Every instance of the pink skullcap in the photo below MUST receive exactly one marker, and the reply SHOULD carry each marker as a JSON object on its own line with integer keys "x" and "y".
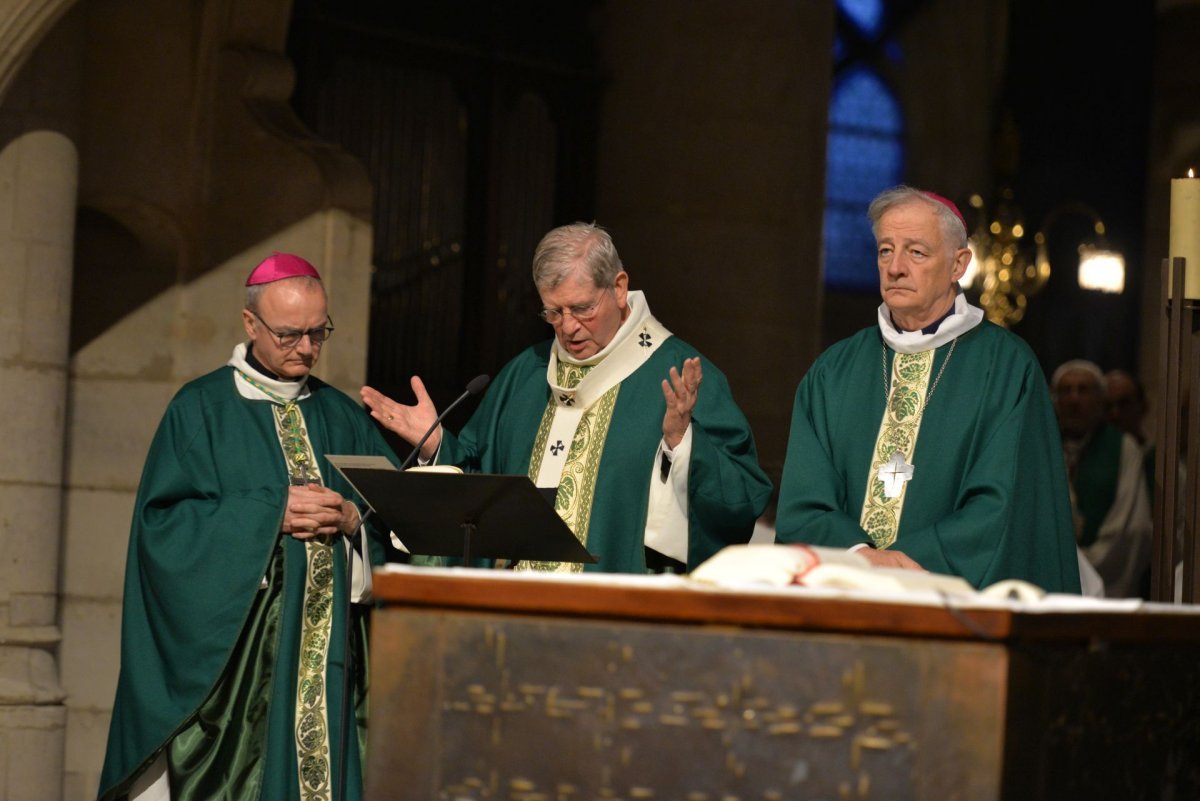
{"x": 948, "y": 204}
{"x": 281, "y": 265}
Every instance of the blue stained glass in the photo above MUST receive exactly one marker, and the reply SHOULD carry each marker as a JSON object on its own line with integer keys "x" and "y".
{"x": 861, "y": 100}
{"x": 868, "y": 14}
{"x": 864, "y": 155}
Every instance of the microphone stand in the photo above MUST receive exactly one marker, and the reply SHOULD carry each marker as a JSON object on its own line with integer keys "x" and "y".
{"x": 349, "y": 720}
{"x": 473, "y": 387}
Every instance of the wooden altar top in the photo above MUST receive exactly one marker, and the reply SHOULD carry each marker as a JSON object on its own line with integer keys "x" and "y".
{"x": 678, "y": 600}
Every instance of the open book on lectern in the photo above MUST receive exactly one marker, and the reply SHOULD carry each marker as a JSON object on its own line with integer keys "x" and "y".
{"x": 465, "y": 515}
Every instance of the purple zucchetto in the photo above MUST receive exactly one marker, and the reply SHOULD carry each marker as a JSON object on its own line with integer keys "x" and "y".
{"x": 281, "y": 265}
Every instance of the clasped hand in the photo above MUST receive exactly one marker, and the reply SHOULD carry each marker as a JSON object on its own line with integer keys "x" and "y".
{"x": 313, "y": 510}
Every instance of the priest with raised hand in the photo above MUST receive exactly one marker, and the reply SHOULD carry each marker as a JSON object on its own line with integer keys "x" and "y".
{"x": 928, "y": 441}
{"x": 652, "y": 470}
{"x": 234, "y": 620}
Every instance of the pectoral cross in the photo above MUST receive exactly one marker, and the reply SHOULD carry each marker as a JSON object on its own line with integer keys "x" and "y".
{"x": 893, "y": 474}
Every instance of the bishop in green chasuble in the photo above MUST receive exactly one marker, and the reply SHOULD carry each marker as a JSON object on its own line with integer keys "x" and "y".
{"x": 610, "y": 414}
{"x": 234, "y": 614}
{"x": 936, "y": 440}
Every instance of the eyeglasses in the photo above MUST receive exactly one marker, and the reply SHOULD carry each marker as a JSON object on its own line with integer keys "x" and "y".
{"x": 291, "y": 338}
{"x": 583, "y": 313}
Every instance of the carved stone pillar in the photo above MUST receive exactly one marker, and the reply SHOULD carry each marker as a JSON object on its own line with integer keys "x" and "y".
{"x": 39, "y": 175}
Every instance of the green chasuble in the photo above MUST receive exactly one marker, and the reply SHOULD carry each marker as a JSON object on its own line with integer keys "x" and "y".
{"x": 214, "y": 603}
{"x": 726, "y": 488}
{"x": 1096, "y": 479}
{"x": 988, "y": 499}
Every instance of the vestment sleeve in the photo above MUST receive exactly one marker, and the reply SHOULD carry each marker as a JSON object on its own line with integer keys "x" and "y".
{"x": 813, "y": 493}
{"x": 726, "y": 488}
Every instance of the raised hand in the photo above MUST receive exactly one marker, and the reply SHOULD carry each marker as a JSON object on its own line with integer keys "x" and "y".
{"x": 409, "y": 422}
{"x": 681, "y": 392}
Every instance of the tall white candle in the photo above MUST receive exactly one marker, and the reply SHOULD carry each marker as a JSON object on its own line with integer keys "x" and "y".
{"x": 1186, "y": 230}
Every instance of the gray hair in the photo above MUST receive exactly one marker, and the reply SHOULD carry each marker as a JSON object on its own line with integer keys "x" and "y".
{"x": 1083, "y": 366}
{"x": 563, "y": 247}
{"x": 953, "y": 229}
{"x": 255, "y": 293}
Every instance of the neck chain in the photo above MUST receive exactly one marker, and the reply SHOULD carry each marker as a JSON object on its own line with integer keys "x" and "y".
{"x": 887, "y": 375}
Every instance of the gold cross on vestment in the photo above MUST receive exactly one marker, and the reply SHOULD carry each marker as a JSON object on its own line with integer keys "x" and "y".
{"x": 893, "y": 474}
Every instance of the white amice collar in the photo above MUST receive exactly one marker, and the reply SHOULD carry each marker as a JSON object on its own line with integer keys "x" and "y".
{"x": 639, "y": 311}
{"x": 268, "y": 389}
{"x": 964, "y": 318}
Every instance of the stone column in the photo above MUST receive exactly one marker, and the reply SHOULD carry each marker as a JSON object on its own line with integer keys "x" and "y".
{"x": 39, "y": 175}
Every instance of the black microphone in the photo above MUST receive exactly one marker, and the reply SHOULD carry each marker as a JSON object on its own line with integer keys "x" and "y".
{"x": 473, "y": 387}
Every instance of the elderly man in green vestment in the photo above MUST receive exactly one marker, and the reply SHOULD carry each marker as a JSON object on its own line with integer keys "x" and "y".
{"x": 1105, "y": 469}
{"x": 234, "y": 627}
{"x": 928, "y": 440}
{"x": 651, "y": 469}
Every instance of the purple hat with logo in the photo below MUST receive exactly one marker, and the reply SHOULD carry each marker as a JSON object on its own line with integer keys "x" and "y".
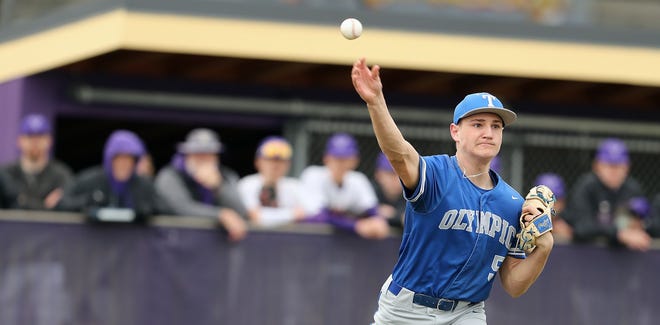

========

Copy every entry above exactly as it stands, but leave the pictures out.

▶ [RESULT FOR THIS EXERCISE]
Every instance of the pink skullcap in the photo below MUST receive exactly one marker, and the reply SHOULD carry each marker as a JSON object on its own line with integer keys "x" and "y".
{"x": 948, "y": 204}
{"x": 281, "y": 265}
Every instance of the blue stained glass in the photo above MUST receive exactly one marker, and the reply SHOULD carry each marker as a JSON object on its own line with integer keys "x" and "y".
{"x": 861, "y": 100}
{"x": 868, "y": 14}
{"x": 864, "y": 155}
Every instance of the microphone stand in the photo above MUST receive exactly one marker, and the reply SHOULD carry each marker as a JSON object on its own line with integer keys "x" and "y".
{"x": 349, "y": 720}
{"x": 473, "y": 387}
Every instance of the wooden altar top in the photo above MUST receive exactly one marker, and the reply SHOULD carry each marker as a JSON object on its own line with integer keys "x" and "y".
{"x": 678, "y": 600}
Every instance of the open book on lectern in the photo above MUST receive exactly one marker, and the reply SHOULD carry each marker as a JSON object on its own line with integer keys "x" and "y".
{"x": 465, "y": 515}
Every instance of the purple zucchetto in the photo above MUST receive exactly one marker, and the reply SHOULD carry each marker as a JSON object on its own line with integer keys "x" and "y".
{"x": 281, "y": 265}
Every instance of the clasped hand in the photo above MUST receive exactly one marker, and the reply SHOULD carry each marker as a JSON object on its own line with integer keys "x" and "y".
{"x": 313, "y": 510}
Every instance of the priest with raised hand in the photo above MUST receive exactly one marker, and the reply SHOULD carry each marker as a JSON object on its own line with integer keys "x" and "y".
{"x": 928, "y": 441}
{"x": 652, "y": 470}
{"x": 234, "y": 620}
Every instance of the pectoral cross in the photo above MUST receive exactly one marker, and the reply SHOULD carry each marker as a JSON object on its own line with integer keys "x" and "y".
{"x": 893, "y": 474}
Every instance of the bishop in green chasuble in the photo above MUST receive exactly one marker, and the reply SHOULD carry each marker as a JSON object on its own line with integer keys "x" and "y".
{"x": 610, "y": 414}
{"x": 234, "y": 614}
{"x": 936, "y": 440}
Every instance of the eyeglasses in the photo above MUST receive exactly one marker, and the reply SHOULD carry each marker as a JSON object on its own line with integer keys "x" and "y".
{"x": 291, "y": 338}
{"x": 583, "y": 313}
Every instance of the carved stone pillar in the photo above MUST receive exactly one marker, and the reply SHOULD carry each marker as a JSON object on its own line with integer keys "x" and "y".
{"x": 39, "y": 175}
Every instance of the green chasuble in the photo above MUST receive exactly one marker, and the reply SHOULD carry each marker as a JSON object on its own line with integer keys "x" and "y".
{"x": 214, "y": 603}
{"x": 726, "y": 488}
{"x": 1096, "y": 479}
{"x": 988, "y": 499}
Every instance of the vestment sleeve in the photo above MUST receive exactly one marker, and the reply SHOULD carry each marker as a JSON object on its own line with integer keys "x" and "y".
{"x": 813, "y": 493}
{"x": 726, "y": 488}
Every instance of the raised hand in the photo above MUST receive exactly one marker, and the reply SHOULD carry each marker as a JSON object on its own line with integer keys "x" and "y".
{"x": 409, "y": 422}
{"x": 681, "y": 392}
Every instance of the tall white candle in the photo above MUST receive exactly one marker, and the reply SHOULD carry each marker as a JSON object on its own line with integer keys "x" and "y".
{"x": 1186, "y": 230}
Every instance of the gray hair in the photo above MUST receive exactly one marker, and the reply SHOULD carry each marker as a JSON object on its own line with integer keys "x" and "y".
{"x": 1083, "y": 366}
{"x": 563, "y": 247}
{"x": 953, "y": 229}
{"x": 255, "y": 293}
Every instance of the neck chain in the photo above MUST receive exactly one marker, and the reply SHOULD carry each marker as a JSON object on its own line with integer keys "x" and "y".
{"x": 887, "y": 375}
Every instance of the gold cross on vestment in the photo above MUST receive exactly one marker, and the reply SHOULD carry each marker as a JSON object on its own line with integer keys "x" and "y".
{"x": 893, "y": 474}
Every instance of the white amice collar in the photo above MUST receive exactly one marker, and the reply SHOULD carry each marker as a JSON object on its own line with integer keys "x" and "y".
{"x": 639, "y": 311}
{"x": 268, "y": 389}
{"x": 964, "y": 318}
Every instance of the stone column in the photo above MUST receive exactly one marker, and the reply SHOULD carry each marker as a JSON object on its own line with integer keys "x" and "y".
{"x": 39, "y": 175}
Every instance of the black microphone in the photo above MUST receive exactly one marker, and the reply SHOULD carry each marker as a JSON object on its own line with integer keys "x" and "y".
{"x": 473, "y": 387}
Every instance of the elderly man in green vestment in the photo above MUST receive exactly one marker, and the reply SHOULD carry each marker as a JSON object on its own line with integer keys "x" and "y".
{"x": 1105, "y": 469}
{"x": 234, "y": 627}
{"x": 928, "y": 440}
{"x": 651, "y": 469}
Every instance of the purple hat with logo in the photo below MUST receive exactly one marker, and the reply SHOULD carry each marker as a JSON object on its own line with integer keys "x" and "y".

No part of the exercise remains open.